**Data to use**:

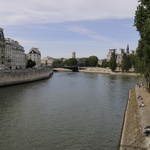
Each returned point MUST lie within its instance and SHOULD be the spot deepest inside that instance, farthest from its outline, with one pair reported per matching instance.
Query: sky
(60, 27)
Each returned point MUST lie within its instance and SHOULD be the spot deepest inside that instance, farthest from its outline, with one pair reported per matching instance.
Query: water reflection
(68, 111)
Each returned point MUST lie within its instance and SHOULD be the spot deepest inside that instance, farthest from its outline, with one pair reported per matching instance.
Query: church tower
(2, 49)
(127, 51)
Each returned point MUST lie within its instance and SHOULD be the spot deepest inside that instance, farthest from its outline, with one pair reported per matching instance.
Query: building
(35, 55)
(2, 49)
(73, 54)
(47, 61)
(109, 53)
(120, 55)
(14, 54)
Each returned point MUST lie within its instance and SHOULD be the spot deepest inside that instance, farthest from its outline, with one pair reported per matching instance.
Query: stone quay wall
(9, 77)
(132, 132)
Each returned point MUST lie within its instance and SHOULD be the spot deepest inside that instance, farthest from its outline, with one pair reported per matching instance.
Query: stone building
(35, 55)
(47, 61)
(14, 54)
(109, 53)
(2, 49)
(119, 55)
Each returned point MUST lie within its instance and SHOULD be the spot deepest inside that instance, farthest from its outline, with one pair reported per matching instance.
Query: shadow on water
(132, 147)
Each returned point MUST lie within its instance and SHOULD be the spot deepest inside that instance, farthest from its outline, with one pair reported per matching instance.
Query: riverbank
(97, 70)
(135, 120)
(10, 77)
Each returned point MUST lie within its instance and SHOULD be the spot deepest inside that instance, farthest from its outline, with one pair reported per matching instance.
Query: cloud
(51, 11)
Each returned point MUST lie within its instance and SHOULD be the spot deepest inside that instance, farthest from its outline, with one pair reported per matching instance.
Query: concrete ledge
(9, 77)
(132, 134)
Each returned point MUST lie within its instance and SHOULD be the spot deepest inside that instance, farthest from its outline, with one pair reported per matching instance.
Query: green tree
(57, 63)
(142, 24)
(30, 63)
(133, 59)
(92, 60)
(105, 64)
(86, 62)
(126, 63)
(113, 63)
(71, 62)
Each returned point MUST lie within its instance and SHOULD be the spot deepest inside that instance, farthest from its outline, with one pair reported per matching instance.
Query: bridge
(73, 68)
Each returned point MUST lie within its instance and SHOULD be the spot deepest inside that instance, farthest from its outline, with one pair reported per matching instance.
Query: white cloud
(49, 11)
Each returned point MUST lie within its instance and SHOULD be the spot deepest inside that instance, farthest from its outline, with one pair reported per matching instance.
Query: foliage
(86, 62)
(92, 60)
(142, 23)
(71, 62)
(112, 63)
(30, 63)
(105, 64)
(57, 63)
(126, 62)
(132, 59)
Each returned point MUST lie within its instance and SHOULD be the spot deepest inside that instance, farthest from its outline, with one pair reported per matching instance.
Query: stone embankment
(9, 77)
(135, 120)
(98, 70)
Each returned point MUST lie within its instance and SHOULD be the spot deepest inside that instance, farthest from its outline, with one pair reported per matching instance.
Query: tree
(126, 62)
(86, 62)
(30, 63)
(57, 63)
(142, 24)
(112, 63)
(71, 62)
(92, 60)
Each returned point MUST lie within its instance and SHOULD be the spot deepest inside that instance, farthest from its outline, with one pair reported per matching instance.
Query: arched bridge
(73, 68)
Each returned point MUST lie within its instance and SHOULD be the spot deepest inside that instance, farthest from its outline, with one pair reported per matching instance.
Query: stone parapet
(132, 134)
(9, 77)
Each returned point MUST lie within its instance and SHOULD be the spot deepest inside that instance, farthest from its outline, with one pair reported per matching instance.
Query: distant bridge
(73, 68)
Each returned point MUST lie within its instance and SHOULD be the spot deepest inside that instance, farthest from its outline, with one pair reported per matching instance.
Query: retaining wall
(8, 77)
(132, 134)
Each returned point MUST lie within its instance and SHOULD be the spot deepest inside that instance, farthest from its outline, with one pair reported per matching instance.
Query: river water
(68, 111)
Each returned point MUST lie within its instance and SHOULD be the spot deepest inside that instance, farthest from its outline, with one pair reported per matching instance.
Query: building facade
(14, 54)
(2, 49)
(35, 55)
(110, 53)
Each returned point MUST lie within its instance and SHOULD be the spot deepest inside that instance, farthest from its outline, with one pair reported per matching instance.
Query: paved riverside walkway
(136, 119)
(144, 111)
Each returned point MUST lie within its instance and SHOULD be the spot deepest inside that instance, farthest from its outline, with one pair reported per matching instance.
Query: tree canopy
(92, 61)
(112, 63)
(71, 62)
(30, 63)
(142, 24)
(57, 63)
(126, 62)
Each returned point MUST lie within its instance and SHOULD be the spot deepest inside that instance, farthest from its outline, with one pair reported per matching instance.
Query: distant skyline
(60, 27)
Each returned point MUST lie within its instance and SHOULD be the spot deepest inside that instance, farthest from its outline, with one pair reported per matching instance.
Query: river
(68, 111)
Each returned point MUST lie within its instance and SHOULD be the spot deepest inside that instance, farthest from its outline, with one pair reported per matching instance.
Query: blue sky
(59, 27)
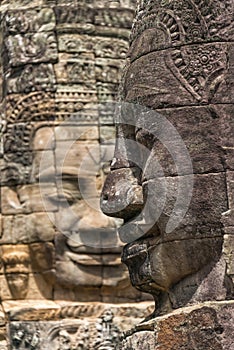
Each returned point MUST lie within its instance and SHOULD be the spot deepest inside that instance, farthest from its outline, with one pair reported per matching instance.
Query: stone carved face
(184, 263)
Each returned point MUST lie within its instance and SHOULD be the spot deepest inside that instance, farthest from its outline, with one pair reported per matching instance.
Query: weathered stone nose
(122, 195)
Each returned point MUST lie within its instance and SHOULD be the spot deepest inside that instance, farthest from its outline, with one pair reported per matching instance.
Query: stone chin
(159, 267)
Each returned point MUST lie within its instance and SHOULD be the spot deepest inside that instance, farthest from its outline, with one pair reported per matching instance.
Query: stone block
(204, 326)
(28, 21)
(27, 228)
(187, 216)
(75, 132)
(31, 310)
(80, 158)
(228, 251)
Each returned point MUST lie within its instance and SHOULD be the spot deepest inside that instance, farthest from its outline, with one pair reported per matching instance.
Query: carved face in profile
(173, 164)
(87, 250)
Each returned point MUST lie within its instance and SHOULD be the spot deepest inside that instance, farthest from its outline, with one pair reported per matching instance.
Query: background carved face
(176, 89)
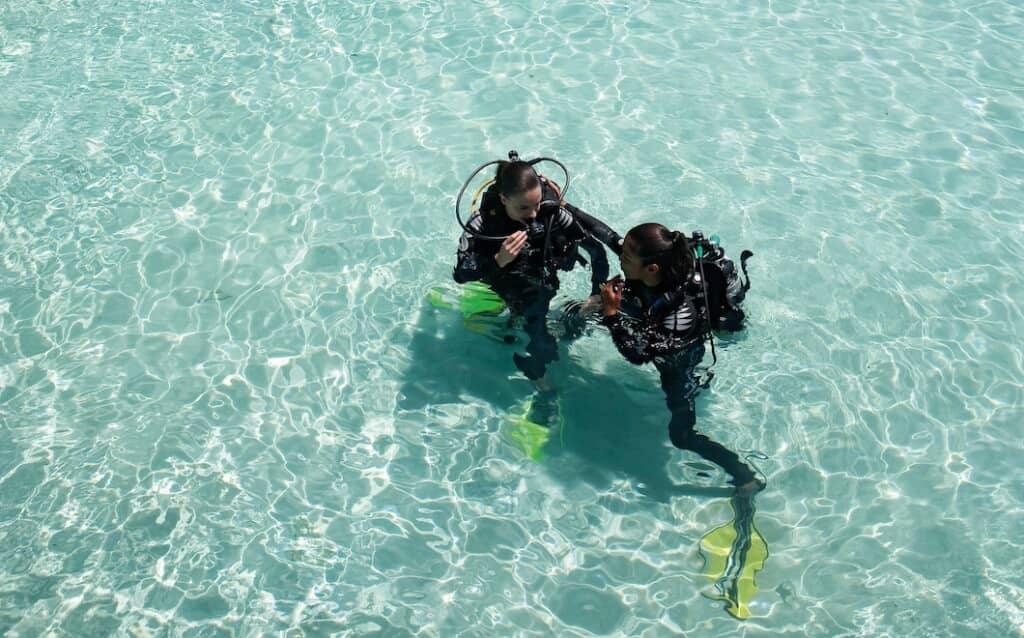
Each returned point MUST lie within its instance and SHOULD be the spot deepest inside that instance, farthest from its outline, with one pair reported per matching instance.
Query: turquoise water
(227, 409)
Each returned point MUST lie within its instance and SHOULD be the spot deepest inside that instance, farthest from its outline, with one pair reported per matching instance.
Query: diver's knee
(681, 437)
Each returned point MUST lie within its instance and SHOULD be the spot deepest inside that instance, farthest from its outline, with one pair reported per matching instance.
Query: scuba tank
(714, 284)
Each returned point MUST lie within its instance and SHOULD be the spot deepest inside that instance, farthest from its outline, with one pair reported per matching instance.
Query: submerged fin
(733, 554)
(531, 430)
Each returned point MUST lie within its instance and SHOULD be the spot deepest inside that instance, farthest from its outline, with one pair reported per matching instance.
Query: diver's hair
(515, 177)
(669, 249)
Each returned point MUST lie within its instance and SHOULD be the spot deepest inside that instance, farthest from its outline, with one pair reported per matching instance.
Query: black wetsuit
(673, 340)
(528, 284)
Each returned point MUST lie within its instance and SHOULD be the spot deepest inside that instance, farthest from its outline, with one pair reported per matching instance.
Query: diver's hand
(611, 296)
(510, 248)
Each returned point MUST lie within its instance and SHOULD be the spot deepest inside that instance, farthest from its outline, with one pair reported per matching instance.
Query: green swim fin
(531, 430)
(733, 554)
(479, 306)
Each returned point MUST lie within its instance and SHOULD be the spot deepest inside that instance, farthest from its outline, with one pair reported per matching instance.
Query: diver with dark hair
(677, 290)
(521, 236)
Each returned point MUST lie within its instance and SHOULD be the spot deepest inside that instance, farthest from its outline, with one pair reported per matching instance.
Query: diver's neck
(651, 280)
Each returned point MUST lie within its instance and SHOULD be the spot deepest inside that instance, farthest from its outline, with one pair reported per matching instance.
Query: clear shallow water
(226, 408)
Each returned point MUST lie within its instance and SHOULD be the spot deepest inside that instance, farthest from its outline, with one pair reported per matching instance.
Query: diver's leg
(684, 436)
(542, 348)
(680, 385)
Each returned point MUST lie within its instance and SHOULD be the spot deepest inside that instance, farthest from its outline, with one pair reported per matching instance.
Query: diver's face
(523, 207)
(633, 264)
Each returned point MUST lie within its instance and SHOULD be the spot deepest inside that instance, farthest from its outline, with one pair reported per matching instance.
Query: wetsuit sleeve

**Task objective**: Return, word for word, each line from the one that contains "Query: diver's face" through the end of the listing above.

**Response to this task**:
Query: diver's face
(523, 207)
(633, 264)
Each returned point MUST lie within its instance and SHOULD be the spot deepest inside that instance, farthest from its outline, with one pair reported per matching instance.
Query: wetsuit sleeve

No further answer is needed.